Required work: Return all of the rows below verbatim, omitting the pictures.

Material supplied:
══════════

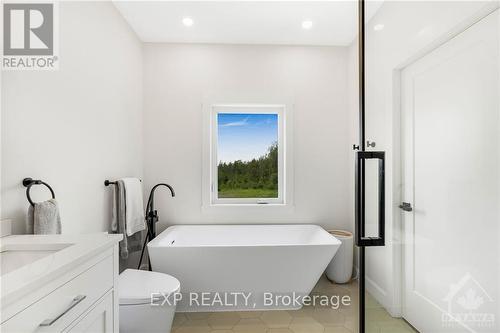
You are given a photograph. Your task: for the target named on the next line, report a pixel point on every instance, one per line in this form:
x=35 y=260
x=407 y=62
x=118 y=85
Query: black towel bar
x=28 y=182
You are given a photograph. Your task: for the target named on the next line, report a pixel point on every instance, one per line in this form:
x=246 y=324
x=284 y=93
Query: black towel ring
x=28 y=182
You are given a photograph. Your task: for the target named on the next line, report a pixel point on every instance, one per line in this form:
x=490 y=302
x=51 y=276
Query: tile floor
x=309 y=319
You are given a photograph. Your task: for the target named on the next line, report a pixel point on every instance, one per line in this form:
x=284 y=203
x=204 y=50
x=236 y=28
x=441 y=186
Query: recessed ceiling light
x=307 y=24
x=187 y=21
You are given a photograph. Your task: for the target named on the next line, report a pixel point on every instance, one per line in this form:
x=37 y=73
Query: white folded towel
x=134 y=211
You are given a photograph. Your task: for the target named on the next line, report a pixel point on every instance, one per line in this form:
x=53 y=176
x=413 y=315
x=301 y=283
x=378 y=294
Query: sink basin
x=13 y=257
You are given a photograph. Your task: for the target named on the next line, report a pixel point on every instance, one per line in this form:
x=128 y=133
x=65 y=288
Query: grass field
x=248 y=193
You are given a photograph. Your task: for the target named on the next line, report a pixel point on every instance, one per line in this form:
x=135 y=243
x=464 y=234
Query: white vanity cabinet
x=81 y=298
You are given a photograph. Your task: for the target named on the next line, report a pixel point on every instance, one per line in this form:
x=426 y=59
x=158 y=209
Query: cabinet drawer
x=61 y=307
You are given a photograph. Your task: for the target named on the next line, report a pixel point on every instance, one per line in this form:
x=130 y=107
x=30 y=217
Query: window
x=247 y=154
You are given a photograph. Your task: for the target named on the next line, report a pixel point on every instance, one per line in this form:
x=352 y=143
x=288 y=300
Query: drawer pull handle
x=74 y=302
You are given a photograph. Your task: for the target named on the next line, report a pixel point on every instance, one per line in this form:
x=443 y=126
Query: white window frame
x=217 y=109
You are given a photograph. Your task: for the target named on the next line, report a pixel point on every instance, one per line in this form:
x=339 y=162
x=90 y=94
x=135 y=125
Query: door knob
x=406 y=206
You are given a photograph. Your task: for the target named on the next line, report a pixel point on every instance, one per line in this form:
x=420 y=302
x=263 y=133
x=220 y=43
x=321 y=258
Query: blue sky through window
x=245 y=136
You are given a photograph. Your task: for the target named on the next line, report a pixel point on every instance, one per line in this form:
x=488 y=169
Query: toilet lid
x=137 y=287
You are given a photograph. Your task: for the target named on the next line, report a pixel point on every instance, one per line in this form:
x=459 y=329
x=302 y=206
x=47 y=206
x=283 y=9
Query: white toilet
x=136 y=289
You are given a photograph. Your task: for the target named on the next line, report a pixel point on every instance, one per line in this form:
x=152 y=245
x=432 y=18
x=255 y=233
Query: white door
x=451 y=177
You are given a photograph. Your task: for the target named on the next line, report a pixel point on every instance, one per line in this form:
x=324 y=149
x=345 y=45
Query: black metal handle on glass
x=361 y=239
x=28 y=182
x=152 y=218
x=406 y=206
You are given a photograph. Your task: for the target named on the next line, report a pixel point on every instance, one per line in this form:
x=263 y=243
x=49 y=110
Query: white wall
x=411 y=28
x=178 y=78
x=76 y=126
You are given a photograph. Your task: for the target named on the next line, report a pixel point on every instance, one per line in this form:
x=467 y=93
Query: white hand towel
x=134 y=211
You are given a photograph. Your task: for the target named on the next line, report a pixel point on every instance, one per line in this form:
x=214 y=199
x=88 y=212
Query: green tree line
x=260 y=173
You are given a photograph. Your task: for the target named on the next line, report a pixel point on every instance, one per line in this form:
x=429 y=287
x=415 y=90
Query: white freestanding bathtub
x=242 y=267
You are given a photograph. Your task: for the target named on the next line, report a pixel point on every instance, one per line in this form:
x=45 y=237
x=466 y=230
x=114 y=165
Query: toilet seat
x=136 y=286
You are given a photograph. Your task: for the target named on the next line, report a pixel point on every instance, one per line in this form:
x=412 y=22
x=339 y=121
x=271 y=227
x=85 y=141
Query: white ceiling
x=255 y=22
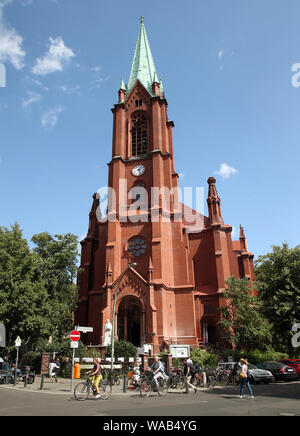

══════════

Reply:
You are given a photograph. Your task: for the target named on the next line, report a pixel point on every instance, one per line in this form:
x=35 y=260
x=407 y=62
x=118 y=85
Query: black towel bar
x=28 y=182
You are given a photograph. Your task: for the target named on the next line, report a pixel point on every instance, one per line in this form:
x=246 y=324
x=284 y=93
Query: black towel ring
x=28 y=182
You are given a photograph. Your task: for the target named on the next line, report a pixel point on every instance, one per line in this form:
x=490 y=302
x=51 y=276
Query: tile floor
x=309 y=319
You are given a photograph. Your task: for the target named on the next line, report a pixel point on every instance, one per line in this form:
x=284 y=203
x=204 y=50
x=236 y=28
x=441 y=186
Query: recessed ceiling light
x=307 y=24
x=187 y=21
You are given a photograph. Your task: for the target named on the next line, report a pixel point on every instance, one per line in this form:
x=37 y=73
Query: white folded towel
x=134 y=211
You are given a photograph. Your task: for the target named on the next line, report a pixel point on every instance, one per line in this form:
x=53 y=176
x=413 y=315
x=301 y=283
x=378 y=294
Query: sink basin
x=13 y=257
You are given a photograph. Your task: for the target named on the next line, report a pixel point on every instance, one per line in this form:
x=128 y=133
x=65 y=288
Query: grass field
x=248 y=193
You are given a photograph. Your task: for the target named on the next line, report a pixel point on every instance, one per line in this form:
x=135 y=243
x=464 y=234
Query: white vanity cabinet
x=81 y=298
You are given a photograph. Your task: for the target named on the next line, report a pixel point on every instance, one per line in this form:
x=426 y=59
x=158 y=209
Query: cabinet drawer
x=61 y=307
You are given a photograph. Your task: for the target named on the next line, report a pixel point on every instance, one per line in this form:
x=130 y=107
x=30 y=217
Query: window
x=247 y=154
You are given a photograph. Your task: for the target named on the next line, report a pixel point on every instance, one per line in this form:
x=352 y=143
x=288 y=300
Query: drawer pull handle
x=74 y=302
You are given a photograph. Your task: for the target named on the next line, report a pixel point on every instance, one per line in this form:
x=443 y=126
Query: white window frame
x=217 y=109
You are given a photograph. Your task: for the target named on the next line, report a pixel point on every instance, one per line in this form:
x=339 y=162
x=90 y=94
x=135 y=125
Query: door knob
x=406 y=206
You are given a photograph. Your task: for the target named on the next line, report a pixel point on every instance, one per line in this form:
x=420 y=302
x=263 y=133
x=220 y=43
x=321 y=258
Query: blue sky through window
x=245 y=136
You are given a photograph. Your task: for the target named on the next line, report a pixel point on every instance, one per line in this form:
x=488 y=169
Query: toilet lid
x=137 y=287
You are given a photograph. Your task: for the target named on the next line, report a pixel point on every instance, one per line in this form:
x=459 y=329
x=302 y=206
x=47 y=206
x=283 y=9
Query: white toilet
x=136 y=289
You are given a photograph. Your task: for the target named on the next line, report a pixel point on every instance, one per line in this form:
x=152 y=245
x=432 y=18
x=255 y=233
Query: white door
x=451 y=177
You are given a photograph. Your task: for the target named on the next line, report a pixel point on every instance, one per line in this form:
x=324 y=149
x=345 y=45
Query: black metal handle on glass
x=361 y=239
x=28 y=182
x=152 y=218
x=406 y=206
You are given a photograph. Your task: for the target named on the next line, report a pixel point on every instance, one per line in this form:
x=263 y=243
x=49 y=110
Query: white wall
x=411 y=28
x=178 y=78
x=76 y=126
You are given a photograph. Your task: for the target named on the next line, report a pixel point on every instance, one per line in this form:
x=467 y=93
Query: white hand towel
x=134 y=211
You are given a photograph. Your task: for the target named on the next line, report a pixel point on every instance, one per line in this form:
x=214 y=199
x=88 y=212
Query: green tree line
x=260 y=173
You are given a photograph. Your task: for the target named on the next line, report a pixel point on every instance, one per line in this form:
x=429 y=287
x=415 y=90
Query: white freestanding bathtub
x=242 y=267
You are given a photograph. Your task: for the target named on the next line, report a pixel point on every instance, one per line in this form:
x=45 y=237
x=466 y=230
x=114 y=165
Query: toilet seat
x=136 y=286
You are given a photograph. Your task: for the target named on the next line, report a pixel point on every instance, one per line in this form:
x=412 y=22
x=339 y=121
x=271 y=227
x=85 y=141
Query: white ceiling
x=255 y=22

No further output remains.